#### Data rows ####
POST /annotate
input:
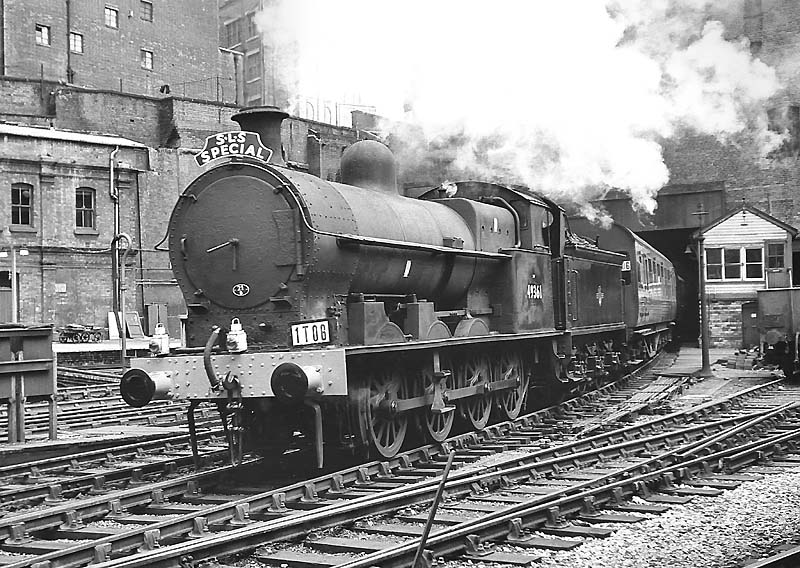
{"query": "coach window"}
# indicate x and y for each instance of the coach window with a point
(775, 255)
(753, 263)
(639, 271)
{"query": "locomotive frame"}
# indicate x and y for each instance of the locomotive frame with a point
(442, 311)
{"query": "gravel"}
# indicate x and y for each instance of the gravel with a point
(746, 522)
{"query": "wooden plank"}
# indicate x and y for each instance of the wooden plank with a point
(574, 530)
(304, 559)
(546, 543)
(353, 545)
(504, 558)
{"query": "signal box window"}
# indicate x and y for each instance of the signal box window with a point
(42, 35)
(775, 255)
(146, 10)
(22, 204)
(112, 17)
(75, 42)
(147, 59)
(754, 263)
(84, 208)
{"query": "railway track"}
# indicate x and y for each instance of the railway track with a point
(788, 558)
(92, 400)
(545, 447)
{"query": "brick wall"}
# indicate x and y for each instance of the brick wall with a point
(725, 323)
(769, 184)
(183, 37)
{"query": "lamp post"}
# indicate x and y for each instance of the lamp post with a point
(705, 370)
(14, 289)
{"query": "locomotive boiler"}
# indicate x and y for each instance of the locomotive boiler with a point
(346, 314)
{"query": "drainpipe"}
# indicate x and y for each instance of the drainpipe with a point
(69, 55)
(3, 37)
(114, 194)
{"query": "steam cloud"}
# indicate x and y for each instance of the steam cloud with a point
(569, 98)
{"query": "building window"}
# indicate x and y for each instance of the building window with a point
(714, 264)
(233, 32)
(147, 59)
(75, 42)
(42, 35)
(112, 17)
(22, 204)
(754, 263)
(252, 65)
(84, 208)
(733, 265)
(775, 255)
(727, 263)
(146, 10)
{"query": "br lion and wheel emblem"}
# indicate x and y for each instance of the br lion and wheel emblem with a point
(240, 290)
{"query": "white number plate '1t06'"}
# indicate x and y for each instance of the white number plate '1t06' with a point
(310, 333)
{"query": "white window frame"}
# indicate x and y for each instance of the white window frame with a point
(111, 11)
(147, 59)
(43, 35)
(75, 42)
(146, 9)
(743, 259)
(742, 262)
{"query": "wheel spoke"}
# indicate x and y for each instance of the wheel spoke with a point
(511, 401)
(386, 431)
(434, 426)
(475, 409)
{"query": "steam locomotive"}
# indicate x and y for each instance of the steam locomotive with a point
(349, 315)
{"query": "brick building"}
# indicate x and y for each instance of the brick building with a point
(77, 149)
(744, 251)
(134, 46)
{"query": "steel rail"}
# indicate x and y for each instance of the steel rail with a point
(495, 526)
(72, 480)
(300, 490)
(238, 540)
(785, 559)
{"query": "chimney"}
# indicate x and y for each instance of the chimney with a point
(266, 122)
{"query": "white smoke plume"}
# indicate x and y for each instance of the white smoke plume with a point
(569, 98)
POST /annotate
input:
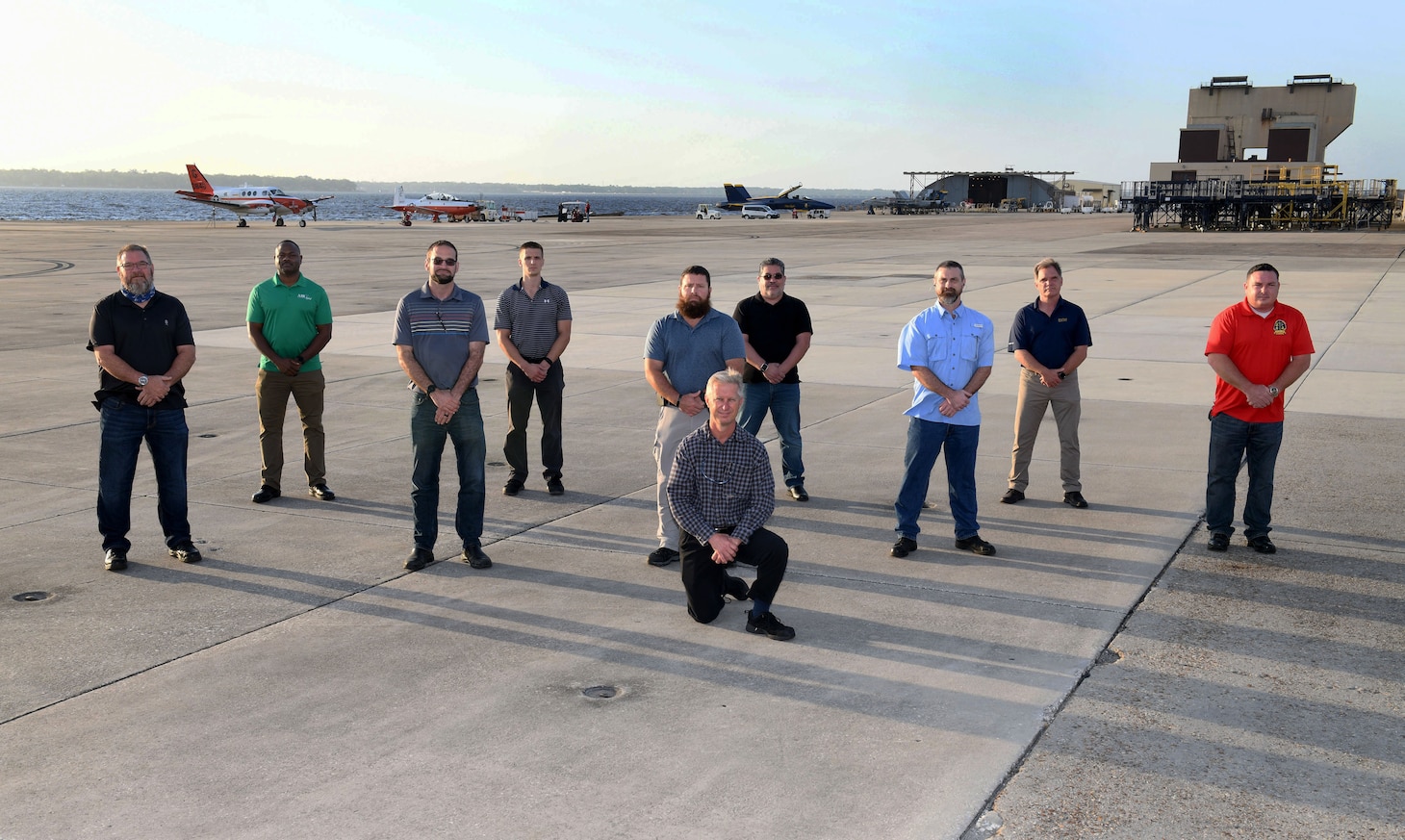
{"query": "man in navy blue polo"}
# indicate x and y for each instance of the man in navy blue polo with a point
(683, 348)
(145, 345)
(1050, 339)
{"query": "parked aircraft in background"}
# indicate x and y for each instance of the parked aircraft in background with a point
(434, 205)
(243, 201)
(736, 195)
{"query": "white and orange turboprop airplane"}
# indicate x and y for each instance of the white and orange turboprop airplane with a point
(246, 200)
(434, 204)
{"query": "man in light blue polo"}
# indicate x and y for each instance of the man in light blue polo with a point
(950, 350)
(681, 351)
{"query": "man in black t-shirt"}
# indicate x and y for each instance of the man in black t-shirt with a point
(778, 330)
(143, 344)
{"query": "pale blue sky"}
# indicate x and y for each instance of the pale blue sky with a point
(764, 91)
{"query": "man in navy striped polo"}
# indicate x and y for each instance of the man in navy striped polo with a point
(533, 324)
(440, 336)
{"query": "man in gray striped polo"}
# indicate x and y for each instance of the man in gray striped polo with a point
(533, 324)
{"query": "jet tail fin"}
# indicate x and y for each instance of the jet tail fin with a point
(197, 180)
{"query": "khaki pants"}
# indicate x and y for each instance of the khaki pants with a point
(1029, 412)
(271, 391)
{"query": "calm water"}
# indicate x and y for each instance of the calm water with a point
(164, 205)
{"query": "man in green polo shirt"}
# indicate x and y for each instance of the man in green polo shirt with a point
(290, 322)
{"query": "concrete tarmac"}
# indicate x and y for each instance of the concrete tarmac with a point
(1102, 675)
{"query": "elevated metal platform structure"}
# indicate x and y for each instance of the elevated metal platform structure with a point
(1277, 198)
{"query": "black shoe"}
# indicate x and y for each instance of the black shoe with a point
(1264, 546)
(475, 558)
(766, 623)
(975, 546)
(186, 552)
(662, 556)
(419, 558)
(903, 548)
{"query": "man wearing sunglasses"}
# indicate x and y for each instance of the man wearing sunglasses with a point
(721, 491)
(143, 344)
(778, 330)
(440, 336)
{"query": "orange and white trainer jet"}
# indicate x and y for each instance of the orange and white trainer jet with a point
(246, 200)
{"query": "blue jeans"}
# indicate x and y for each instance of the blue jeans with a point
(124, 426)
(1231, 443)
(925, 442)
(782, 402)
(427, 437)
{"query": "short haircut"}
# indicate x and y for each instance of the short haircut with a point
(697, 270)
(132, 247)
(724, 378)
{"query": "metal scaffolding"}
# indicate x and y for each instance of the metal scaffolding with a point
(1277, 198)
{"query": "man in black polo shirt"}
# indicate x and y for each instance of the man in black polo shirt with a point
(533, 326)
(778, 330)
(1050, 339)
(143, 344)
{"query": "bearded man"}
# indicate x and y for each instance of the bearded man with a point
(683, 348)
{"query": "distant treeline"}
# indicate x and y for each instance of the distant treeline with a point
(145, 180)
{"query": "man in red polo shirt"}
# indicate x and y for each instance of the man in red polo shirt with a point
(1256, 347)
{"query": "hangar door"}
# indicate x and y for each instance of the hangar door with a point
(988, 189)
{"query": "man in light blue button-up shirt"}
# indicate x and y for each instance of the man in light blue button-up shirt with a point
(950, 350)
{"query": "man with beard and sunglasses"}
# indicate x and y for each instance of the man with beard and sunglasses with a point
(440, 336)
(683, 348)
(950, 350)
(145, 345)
####
#### Data rows ####
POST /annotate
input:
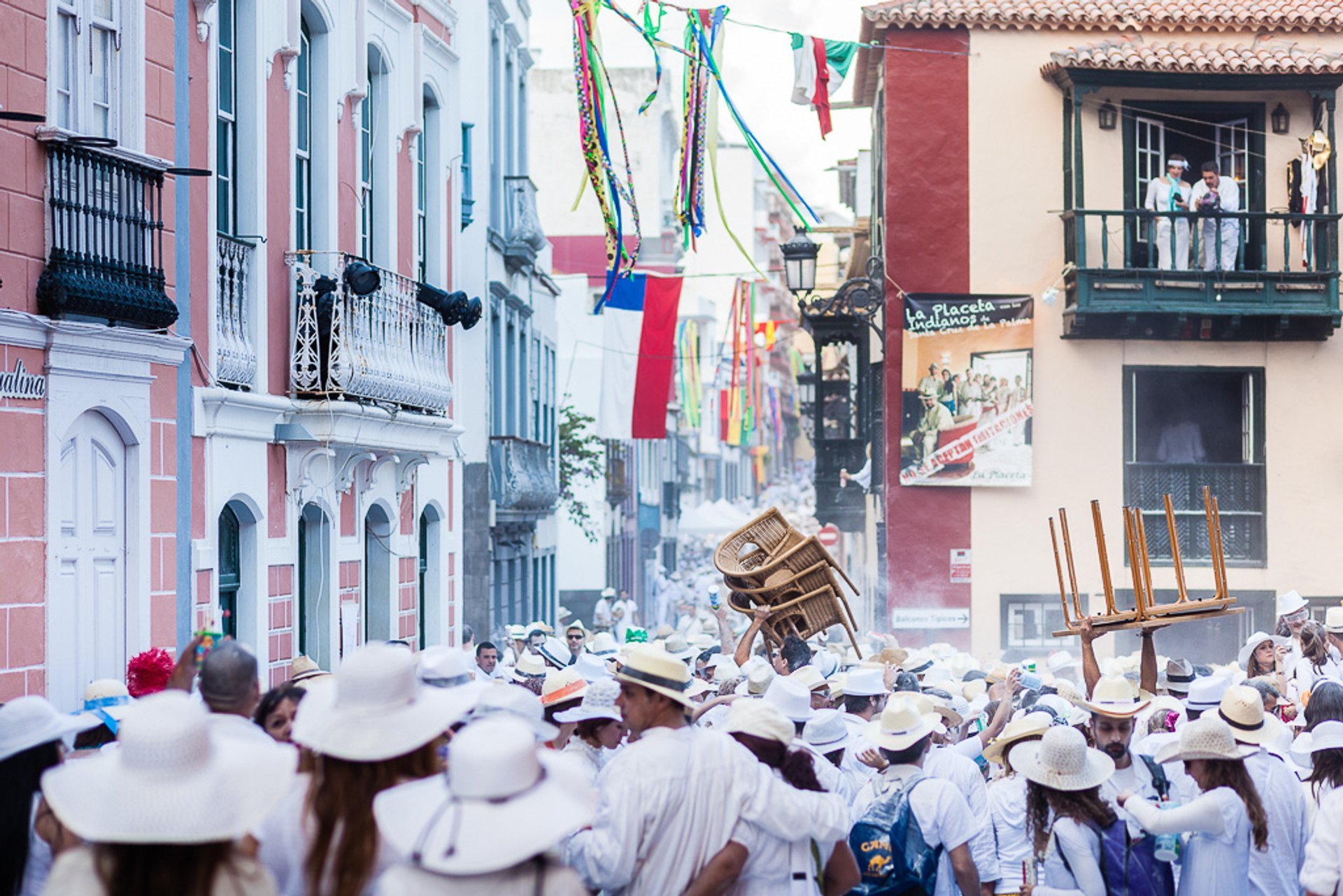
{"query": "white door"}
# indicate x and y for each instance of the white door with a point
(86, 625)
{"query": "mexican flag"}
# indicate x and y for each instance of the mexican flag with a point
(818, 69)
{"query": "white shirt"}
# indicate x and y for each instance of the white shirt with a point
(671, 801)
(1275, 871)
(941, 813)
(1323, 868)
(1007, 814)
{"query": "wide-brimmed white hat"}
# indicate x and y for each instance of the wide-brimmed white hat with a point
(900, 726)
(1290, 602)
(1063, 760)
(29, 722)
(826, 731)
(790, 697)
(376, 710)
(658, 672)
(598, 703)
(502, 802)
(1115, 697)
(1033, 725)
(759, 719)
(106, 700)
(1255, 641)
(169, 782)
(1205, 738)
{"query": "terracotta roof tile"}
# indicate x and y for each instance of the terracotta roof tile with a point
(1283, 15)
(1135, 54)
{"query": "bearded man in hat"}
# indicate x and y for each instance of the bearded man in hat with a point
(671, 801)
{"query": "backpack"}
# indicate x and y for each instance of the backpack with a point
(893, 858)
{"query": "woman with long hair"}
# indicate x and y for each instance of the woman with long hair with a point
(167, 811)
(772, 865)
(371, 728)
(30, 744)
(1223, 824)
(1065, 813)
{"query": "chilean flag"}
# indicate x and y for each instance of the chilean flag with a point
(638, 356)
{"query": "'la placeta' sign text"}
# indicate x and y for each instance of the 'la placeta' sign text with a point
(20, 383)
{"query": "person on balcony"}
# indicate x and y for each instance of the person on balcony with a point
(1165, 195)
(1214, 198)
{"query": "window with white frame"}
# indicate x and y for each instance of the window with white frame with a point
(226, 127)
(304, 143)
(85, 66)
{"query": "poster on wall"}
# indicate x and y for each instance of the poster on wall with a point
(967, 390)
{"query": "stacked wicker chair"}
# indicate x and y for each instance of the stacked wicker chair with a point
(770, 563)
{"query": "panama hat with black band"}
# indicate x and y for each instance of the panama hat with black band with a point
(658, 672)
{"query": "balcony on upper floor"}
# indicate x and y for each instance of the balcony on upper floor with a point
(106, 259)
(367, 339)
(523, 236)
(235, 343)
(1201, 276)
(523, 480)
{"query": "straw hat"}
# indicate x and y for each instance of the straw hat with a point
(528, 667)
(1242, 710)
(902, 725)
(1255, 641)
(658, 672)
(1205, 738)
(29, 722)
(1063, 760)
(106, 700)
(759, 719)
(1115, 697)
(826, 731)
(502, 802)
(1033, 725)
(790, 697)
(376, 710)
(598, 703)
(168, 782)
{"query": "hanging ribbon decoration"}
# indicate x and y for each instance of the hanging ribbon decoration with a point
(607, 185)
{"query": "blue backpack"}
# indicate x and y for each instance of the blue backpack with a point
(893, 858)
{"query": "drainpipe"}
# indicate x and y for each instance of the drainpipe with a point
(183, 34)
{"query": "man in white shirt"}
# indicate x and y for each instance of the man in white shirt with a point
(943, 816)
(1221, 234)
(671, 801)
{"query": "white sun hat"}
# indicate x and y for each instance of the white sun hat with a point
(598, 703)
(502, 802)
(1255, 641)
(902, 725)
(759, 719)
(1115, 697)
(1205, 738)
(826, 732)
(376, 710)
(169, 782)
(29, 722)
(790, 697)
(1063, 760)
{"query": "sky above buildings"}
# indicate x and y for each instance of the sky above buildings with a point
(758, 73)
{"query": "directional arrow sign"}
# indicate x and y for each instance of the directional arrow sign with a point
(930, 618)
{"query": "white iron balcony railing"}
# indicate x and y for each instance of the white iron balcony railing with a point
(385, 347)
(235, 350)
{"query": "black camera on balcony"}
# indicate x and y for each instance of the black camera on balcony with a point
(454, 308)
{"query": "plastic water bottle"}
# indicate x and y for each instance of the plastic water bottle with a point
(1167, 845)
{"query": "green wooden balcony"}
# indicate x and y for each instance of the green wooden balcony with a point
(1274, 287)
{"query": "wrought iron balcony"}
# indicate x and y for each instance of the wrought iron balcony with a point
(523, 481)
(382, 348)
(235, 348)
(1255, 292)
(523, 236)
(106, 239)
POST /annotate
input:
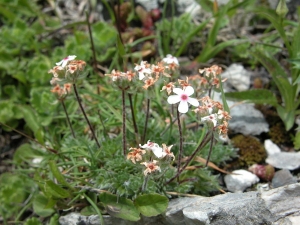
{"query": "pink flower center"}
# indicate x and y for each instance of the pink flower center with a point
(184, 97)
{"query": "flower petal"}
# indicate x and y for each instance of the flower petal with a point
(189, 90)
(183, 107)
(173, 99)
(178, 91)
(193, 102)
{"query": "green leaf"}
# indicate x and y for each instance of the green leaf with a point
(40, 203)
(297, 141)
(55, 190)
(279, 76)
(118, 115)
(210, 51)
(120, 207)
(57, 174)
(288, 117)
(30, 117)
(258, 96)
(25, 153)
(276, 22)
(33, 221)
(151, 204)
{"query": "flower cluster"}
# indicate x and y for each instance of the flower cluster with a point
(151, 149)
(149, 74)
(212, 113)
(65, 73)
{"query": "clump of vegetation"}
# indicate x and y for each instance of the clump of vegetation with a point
####
Task goal → Pull out every line of the data above that contains the string "flag".

Answer below →
{"query": "mexican flag"}
# indicate x and y for each instance of the mexican flag with a point
{"query": "chilean flag"}
# indicate x and y for each instance of the chilean flag with a point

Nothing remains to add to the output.